**Task instructions:** Extract the full set of records that follows, word for word.

**Entries provided:**

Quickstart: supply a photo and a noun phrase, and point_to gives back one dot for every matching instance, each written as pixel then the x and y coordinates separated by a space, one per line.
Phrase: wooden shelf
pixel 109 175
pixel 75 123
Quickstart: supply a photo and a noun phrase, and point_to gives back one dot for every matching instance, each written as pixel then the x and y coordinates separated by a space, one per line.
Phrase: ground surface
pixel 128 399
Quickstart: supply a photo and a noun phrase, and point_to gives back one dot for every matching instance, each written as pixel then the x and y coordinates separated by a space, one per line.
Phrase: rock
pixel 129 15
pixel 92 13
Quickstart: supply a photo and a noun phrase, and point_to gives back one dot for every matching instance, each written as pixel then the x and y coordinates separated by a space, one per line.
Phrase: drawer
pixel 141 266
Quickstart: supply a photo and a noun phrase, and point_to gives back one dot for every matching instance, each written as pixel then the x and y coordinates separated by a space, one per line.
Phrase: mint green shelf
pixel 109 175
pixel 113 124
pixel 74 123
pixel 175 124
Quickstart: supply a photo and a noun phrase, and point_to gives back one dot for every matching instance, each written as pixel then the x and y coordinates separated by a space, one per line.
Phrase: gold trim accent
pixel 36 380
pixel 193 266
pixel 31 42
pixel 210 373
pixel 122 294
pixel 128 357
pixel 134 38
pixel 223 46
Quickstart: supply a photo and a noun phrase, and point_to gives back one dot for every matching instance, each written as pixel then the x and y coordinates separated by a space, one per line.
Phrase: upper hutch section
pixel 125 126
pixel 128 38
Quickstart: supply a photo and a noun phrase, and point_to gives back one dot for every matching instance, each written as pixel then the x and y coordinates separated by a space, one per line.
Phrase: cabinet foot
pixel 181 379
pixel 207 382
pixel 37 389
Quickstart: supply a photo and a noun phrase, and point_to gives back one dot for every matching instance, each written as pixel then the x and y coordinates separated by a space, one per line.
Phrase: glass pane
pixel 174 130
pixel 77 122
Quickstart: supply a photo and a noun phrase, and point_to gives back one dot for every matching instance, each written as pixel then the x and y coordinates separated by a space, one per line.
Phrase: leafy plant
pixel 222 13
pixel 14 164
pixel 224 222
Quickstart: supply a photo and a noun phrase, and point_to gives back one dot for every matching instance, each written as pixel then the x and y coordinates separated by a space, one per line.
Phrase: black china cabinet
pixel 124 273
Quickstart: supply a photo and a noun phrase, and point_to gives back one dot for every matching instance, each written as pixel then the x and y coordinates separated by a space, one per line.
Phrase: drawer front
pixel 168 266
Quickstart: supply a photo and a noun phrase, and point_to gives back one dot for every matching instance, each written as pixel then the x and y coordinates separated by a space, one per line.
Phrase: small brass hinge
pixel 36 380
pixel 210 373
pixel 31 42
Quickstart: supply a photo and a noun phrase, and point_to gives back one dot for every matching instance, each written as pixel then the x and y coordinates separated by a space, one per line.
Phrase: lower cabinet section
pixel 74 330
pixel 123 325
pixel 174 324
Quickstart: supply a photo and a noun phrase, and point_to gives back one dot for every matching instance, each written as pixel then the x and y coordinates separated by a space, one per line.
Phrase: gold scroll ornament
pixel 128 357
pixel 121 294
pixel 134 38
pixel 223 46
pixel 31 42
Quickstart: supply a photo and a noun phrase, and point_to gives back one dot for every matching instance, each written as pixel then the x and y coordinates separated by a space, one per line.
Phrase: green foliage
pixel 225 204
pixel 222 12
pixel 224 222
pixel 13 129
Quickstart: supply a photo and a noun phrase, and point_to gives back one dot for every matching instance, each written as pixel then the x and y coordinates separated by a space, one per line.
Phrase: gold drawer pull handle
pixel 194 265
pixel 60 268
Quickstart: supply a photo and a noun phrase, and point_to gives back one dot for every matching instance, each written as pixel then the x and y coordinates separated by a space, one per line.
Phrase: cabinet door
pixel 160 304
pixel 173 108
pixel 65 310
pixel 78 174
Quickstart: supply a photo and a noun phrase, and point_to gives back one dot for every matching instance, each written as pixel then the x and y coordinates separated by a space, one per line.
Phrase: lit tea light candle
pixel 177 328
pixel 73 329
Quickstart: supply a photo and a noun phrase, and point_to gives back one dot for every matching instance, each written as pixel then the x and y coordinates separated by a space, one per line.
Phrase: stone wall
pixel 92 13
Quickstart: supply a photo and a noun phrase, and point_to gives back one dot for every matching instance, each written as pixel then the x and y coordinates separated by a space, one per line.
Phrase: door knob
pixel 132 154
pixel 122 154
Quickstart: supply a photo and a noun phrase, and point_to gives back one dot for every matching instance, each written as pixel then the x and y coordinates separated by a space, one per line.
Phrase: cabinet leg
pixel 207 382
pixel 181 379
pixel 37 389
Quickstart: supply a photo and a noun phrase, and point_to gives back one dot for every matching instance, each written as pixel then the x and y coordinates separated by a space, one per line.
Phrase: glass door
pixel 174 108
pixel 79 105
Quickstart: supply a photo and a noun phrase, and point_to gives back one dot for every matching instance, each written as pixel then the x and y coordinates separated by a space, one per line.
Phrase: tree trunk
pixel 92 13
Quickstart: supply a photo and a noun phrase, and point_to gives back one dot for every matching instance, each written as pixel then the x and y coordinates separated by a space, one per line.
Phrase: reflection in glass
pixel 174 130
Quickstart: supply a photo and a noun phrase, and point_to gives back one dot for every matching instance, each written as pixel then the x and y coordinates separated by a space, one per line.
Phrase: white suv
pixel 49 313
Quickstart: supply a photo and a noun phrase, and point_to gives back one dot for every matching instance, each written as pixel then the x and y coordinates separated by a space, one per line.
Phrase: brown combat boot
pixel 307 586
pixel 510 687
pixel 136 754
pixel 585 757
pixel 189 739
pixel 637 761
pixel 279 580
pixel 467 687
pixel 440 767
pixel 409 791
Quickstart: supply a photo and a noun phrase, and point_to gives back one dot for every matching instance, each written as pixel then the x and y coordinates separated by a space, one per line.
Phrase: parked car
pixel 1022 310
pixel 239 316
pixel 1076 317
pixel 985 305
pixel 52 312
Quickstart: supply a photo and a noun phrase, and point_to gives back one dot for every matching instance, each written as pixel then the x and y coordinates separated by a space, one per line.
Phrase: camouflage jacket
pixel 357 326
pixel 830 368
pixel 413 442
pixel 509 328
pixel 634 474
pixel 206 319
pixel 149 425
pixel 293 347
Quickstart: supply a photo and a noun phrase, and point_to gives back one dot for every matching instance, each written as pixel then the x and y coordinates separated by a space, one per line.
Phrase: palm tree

**Task result:**
Quickstart: supply a photo and a noun phrase, and point_to gives back one dot for every matching instance, each written as pixel then the x and y coordinates separated by a space, one per line.
Phrase: wooden shelf
pixel 109 175
pixel 75 123
Quickstart: supply a photo and a noun phrase, and point_to gives back one dot for every matching instance, each written as pixel then the x and y coordinates separated by a space, one per line.
Phrase: ground surface
pixel 128 399
Quickstart: supply a photo and a noun phrase, and point_to gives back one dot for every matching instance, each written as pixel then the x and y coordinates separated by a space, one per line.
Phrase: rock
pixel 129 15
pixel 92 13
Quickstart: supply a photo and a noun phrase, and point_to gives back one dot for every matching instance, each written as pixel then the x and y coordinates separated by a space, one per line.
Phrase: drawer
pixel 141 266
Quickstart: supply a photo and a noun phrase, and point_to gives back one dot for every matching instance, each written as pixel then the x and y coordinates separated by a space, one per line.
Phrase: mint green shelf
pixel 109 175
pixel 113 124
pixel 74 123
pixel 175 124
Quickstart: supply a photo and a noun phrase, and point_to gives back one dot for every matching instance, each written as pixel then the x and y coordinates separated by a space, one per line.
Phrase: gold trim accent
pixel 36 380
pixel 193 266
pixel 31 42
pixel 210 373
pixel 122 294
pixel 128 357
pixel 134 38
pixel 223 46
Quickstart: supply a photo and a noun phrase, and point_to gives back one dot for every matching instance, each written as pixel then the x and y coordinates separated by a space, one per line.
Phrase: upper hutch section
pixel 125 126
pixel 128 38
Quickstart: supply a photo and a noun phrase, and point_to gives back one dot for every matching instance, each written as pixel then the x and y coordinates separated by a space, one per line.
Phrase: cabinet foot
pixel 181 379
pixel 207 382
pixel 37 389
Quickstart: supply a photo and a noun phrase, and point_to gives back one dot for every matching instance, each written as pixel then the x and y coordinates separated by a space, one per line.
Phrase: glass pane
pixel 174 130
pixel 77 122
Quickstart: supply a photo and a noun phrase, and point_to gives back one dot for every matching instance, each written as pixel then the x and y coordinates separated by a space, one per line.
Phrase: leafy plant
pixel 222 13
pixel 14 164
pixel 224 222
Quickstart: supply a photo and a noun phrase, and point_to gives back one dot for every matching instance, each written as pixel then the x and y coordinates separated by a space, one per line.
Phrase: black china cabinet
pixel 124 273
Quickstart: supply a photo and a noun phrase, and point_to gives back one dot for every matching instance, each written as pixel then the x and y coordinates separated by a space, one per line.
Phrase: drawer front
pixel 168 266
Quickstart: supply a photo and a noun phrase, and point_to gives back one dot for every matching instance, each written as pixel then the x and y coordinates separated by a space, one per line.
Phrase: small brass hinge
pixel 36 380
pixel 210 373
pixel 31 42
Quickstart: supply a photo and a noun phrase, and point_to gives back one dot for every matching instance, each written as pixel then the x and y coordinates separated by a space, one per line.
Phrase: lower cabinet section
pixel 74 330
pixel 123 325
pixel 174 324
Quickstart: supply a photo and a noun phrase, and point_to gives back one dot for every matching instance, each written as pixel then the x and y coordinates separated by a space, one per line.
Phrase: gold scroll ornament
pixel 128 357
pixel 121 294
pixel 134 38
pixel 223 46
pixel 31 42
Quickstart: supply a photo and a noun phrase, and point_to gives back one dot for every matching instance, each written as pixel then the x and y coordinates separated by a space, one per line.
Phrase: green foliage
pixel 225 204
pixel 222 12
pixel 224 222
pixel 13 129
Quickstart: supply a photo and a noun phrase, and point_to gives back one dot for every matching instance, each written as pixel then the x and y coordinates separated by a space, one per line.
Phrase: gold drawer pull handle
pixel 194 265
pixel 60 268
Quickstart: supply a photo and a noun phrase, and point_to gives back one dot for every matching instance, each written as pixel then the x and y coordinates separated by a space, one per line.
Phrase: cabinet door
pixel 160 304
pixel 173 108
pixel 65 310
pixel 78 174
Quickstart: supply a photo and a noun phrase, and point_to gives back one dot for every matching instance, each written as pixel then the x and y coordinates separated by a space, one per line.
Phrase: lit tea light candle
pixel 177 328
pixel 73 329
Quickstart: supply a photo and a noun phrase, and point_to gives back one dot for every matching instance, each written as pixel then the x and y coordinates separated by a space, one per line.
Phrase: stone wall
pixel 92 13
Quickstart: supply a photo and a noun phrase, and point_to gives back one dot for every matching instance, each written as pixel then the x and y coordinates separated by a space, one per line.
Phrase: door knob
pixel 132 154
pixel 122 154
Quickstart: supply a photo and a noun phrase, and point_to gives back one dot for every matching instance, each written as pixel then the x and y coordinates separated by a space, one per line.
Phrase: cabinet leg
pixel 207 382
pixel 181 379
pixel 37 389
Quickstart: supply a photo and a noun phrase, and point_to gives back one dot for every matching instance, each written as pixel then the x and y coordinates separated by a space, one per line.
Phrase: glass door
pixel 174 108
pixel 79 105
Quickstart: supply a photo and a noun phrase, and point_to gives back one dot for every matching instance, each written as pixel then the x and y coordinates separated by a space, one per line.
Phrase: tree trunk
pixel 92 13
Quickstart: supply a photo and a noun phrase, and point_to gives back one dot for every matching instance, each written as pixel then the x and y coordinates separated by a space, one per line.
Phrase: reflection in glass
pixel 174 130
Quickstart: supply a photo and a noun phrase, and point_to gives back one dot for every matching instance, each written as pixel then the x and y coordinates separated by a space, one per line.
Phrase: white suv
pixel 49 313
Quickstart: supply a photo and a noun phrase, and point_to gives back one dot for every matching instance, each written as pixel then the x and y coordinates separated by a space, one per line.
Phrase: brown combat boot
pixel 307 586
pixel 510 687
pixel 136 754
pixel 585 757
pixel 189 739
pixel 637 761
pixel 279 580
pixel 467 687
pixel 440 767
pixel 409 791
Quickstart: supply a photo and a noun phrase, and point_to gives back one dot for every matching instance, each written as pixel then the x and y coordinates separated by a space, one per line.
Phrase: parked car
pixel 1022 310
pixel 239 316
pixel 1076 317
pixel 985 305
pixel 52 312
Quickstart: supply a photo and a noun phrase, and point_to gives back one dot for every matching instance, each written as pixel then the x and y coordinates separated by a space, one per line.
Phrase: camouflage jacket
pixel 357 326
pixel 830 368
pixel 413 442
pixel 509 328
pixel 634 474
pixel 206 319
pixel 149 425
pixel 293 347
Quickstart: supply a photo and a noun phrase, and point_to gives back one dot for every matching instance, each written as pixel then the x and y coordinates separated by a space, one per line.
Phrase: palm tree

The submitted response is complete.